● Extrait
A travers ces travaux communautaires, l’assainissement des quartiers naguère livrés à l’insalubrité se transforme en acte de salut public. Cette dynamique, qui conjugue engagement populaire et quête d’un mieux-vivre, trouve une expression exemplaire dans l’initiative de nettoyage du lac Kivu – matrice vitale, nourricière et identitaire dont la préservation apparaît aujourd’hui comme un impératif éthique et stratégique. Enracinée dans la responsabilité partagée, cette entreprise mérite d’être saluée, renforcée et pérennisée, tant elle incarne une écologie de la reconstruction et une santé publique en acte.
Depuis quelques jours, les rives du lac Kivu ont été le théâtre d’un sursaut citoyen aux accents d’urgence écologique et sanitaire. Près d’une tonne de déchets plastiques a été extraite des eaux par une centaine de volontaires mobilisés par le Réseau des Jeunes Professionnels de l’Eau et de l’Assainissement (RJPEA-RDC), en partenariat avec l’entreprise pharmaceutique Pharmakina, spécialisée dans la lutte contre le paludisme.
La semaine dernière, dès l’aube, bottés et gantés, les jeunes de Bukavu se sont lancés dans une opération de nettoyage minutieuse. Arpentant les berges engluées de détritus, ils ont collecté sachets, bouteilles et détritus flottants, témoins visibles d’une pollution devenue chronique. Dans cette lutte silencieuse mais vitale, chaque geste devient un acte de résistance face à l’inaction généralisée et à l’indifférence environnementale.
« Ce n’est pas qu’un simple ramassage de déchets, c’est un cri d’alarme », confie Nelson Zagabe, engagé dans l’opération. Et d’ajouter : « Le lac Kivu, joyau naturel et ressource vitale, est asphyxié par les plastiques. Cela ne menace pas seulement l’écosystème, cela tue. »
En effet, les déchets plastiques abandonnés créent des zones d’eaux stagnantes, propices à la prolifération des moustiques, principaux vecteurs du paludisme. Cette maladie demeure, dans la province du Sud-Kivu, l’un des fléaux sanitaires les plus meurtriers, notamment chez les enfants en bas âge. Le choléra, autre conséquence dramatique du déficit d’assainissement, se propage également dans un pays où plus de la moitié de la population vit sans accès fiable à l’eau potable ni à l’hygiène de base.
« Retirer ces déchets, c’est sauver des vies », martèle Arnold Shimpa. « L’insalubrité alimente les épidémies. Chaque sachet retiré, chaque bouteille collectée, c’est un pas vers une santé publique renforcée. »

● Consignes à suivre
1. Dans le texte sur le lac Kivu, reprenez la partie qui s'ouvre sur les mots contenant « En effet, les » et se clôt sur « l’hygiène de base. », en renommant « moustiques » en « anophèles ».
2. Répondez à partir du texte sur le lac Kivu :
(a) Quelle quantité de déchets plastiques a été extraite des eaux ?
(b) De quelle ville venaient les jeunes lancés dans l'opération de nettoyage ?
(c) Dans quelle province le paludisme demeure-t-il l'un des fléaux sanitaires les plus meurtriers ?

[Enregistrements issus d'une source de données]

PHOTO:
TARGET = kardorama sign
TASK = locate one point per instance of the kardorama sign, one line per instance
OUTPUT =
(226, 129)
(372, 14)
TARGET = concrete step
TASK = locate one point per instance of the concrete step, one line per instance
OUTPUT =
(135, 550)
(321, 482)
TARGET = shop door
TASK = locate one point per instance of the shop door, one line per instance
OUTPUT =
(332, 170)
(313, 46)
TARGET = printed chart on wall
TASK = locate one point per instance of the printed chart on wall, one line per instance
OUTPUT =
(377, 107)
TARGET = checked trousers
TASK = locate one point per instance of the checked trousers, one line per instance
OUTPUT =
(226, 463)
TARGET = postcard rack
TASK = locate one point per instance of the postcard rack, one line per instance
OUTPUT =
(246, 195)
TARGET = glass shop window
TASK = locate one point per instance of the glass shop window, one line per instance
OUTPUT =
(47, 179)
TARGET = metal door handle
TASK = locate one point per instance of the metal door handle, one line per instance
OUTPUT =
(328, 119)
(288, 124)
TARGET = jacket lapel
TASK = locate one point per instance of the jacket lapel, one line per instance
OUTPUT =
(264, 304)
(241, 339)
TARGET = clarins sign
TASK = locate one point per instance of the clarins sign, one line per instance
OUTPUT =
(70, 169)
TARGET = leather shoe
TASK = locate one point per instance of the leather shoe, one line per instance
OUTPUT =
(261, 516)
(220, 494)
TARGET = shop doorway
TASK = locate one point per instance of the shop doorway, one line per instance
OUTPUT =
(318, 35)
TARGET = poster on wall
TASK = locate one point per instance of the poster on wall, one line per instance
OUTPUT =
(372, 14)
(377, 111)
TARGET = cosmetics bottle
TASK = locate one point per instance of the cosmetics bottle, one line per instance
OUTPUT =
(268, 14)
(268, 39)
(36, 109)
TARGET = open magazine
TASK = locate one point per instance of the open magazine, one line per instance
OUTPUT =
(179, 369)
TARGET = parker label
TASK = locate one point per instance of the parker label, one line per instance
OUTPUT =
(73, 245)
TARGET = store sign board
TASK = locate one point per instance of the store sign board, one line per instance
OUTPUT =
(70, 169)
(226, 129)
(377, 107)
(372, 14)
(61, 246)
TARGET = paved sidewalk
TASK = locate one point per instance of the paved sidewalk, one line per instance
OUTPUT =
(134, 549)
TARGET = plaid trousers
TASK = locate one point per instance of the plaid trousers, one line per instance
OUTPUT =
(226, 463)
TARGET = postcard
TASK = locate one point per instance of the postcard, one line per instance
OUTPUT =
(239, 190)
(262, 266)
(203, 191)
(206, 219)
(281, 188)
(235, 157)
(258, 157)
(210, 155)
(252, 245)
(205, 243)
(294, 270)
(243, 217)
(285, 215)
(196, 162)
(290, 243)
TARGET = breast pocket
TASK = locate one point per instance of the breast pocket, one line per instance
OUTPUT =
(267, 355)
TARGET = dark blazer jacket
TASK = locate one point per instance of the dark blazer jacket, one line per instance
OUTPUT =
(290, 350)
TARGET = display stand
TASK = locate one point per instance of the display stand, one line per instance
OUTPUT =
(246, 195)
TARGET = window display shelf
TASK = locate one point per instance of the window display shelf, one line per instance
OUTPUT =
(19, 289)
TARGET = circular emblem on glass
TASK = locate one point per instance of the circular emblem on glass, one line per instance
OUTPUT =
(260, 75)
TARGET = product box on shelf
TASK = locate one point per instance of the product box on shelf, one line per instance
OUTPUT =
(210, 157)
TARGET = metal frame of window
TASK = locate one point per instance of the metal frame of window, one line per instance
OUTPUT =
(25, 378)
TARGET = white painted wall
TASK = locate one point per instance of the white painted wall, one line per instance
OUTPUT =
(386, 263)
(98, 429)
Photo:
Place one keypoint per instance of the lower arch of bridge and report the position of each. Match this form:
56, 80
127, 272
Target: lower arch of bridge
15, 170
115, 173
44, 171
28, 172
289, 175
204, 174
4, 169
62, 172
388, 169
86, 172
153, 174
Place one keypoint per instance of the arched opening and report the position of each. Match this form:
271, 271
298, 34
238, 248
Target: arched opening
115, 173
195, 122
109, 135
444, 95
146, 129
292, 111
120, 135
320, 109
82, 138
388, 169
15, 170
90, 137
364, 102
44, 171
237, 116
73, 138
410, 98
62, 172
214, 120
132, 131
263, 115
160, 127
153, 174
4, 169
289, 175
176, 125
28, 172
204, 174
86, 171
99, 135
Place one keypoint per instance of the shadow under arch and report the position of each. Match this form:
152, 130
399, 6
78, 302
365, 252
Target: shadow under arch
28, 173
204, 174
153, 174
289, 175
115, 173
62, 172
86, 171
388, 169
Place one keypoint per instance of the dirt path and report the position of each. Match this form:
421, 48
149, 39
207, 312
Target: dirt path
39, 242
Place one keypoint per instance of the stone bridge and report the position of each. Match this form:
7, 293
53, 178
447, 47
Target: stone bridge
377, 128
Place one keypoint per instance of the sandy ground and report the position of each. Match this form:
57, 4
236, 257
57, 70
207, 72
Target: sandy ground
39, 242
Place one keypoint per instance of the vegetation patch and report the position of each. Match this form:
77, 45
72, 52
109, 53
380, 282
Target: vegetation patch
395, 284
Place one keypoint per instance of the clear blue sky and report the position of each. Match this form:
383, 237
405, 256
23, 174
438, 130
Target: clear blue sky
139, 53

● Réponses par consigne
1.
En effet, les déchets plastiques abandonnés créent des zones d’eaux stagnantes, propices à la prolifération des anophèles, principaux vecteurs du paludisme. Cette maladie demeure, dans la province du Sud-Kivu, l’un des fléaux sanitaires les plus meurtriers, notamment chez les enfants en bas âge. Le choléra, autre conséquence dramatique du déficit d’assainissement, se propage également dans un pays où plus de la moitié de la population vit sans accès fiable à l’eau potable ni à l’hygiène de base.

2.
(a) Près d'une tonne.
(b) Bukavu.
(c) Le Sud-Kivu.